--- Begin Record excerpts ---

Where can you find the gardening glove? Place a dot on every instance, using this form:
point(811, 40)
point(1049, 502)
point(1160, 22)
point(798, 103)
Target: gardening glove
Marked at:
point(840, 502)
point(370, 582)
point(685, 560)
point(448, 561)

--- End Record excerpts ---

Problem description
Arrange the rows above as a Markdown table with the columns "Number" and "Content", one table row per line in order, skipping any blank lines.

Answer to the exercise
| Number | Content |
|---|---|
| 1 | Where can you find the gardening glove? Place a dot on every instance, using this form: |
| 2 | point(811, 40) |
| 3 | point(1049, 502) |
| 4 | point(1160, 22) |
| 5 | point(798, 103) |
| 6 | Target: gardening glove |
| 7 | Marked at: |
| 8 | point(840, 502) |
| 9 | point(370, 582) |
| 10 | point(685, 560) |
| 11 | point(448, 561) |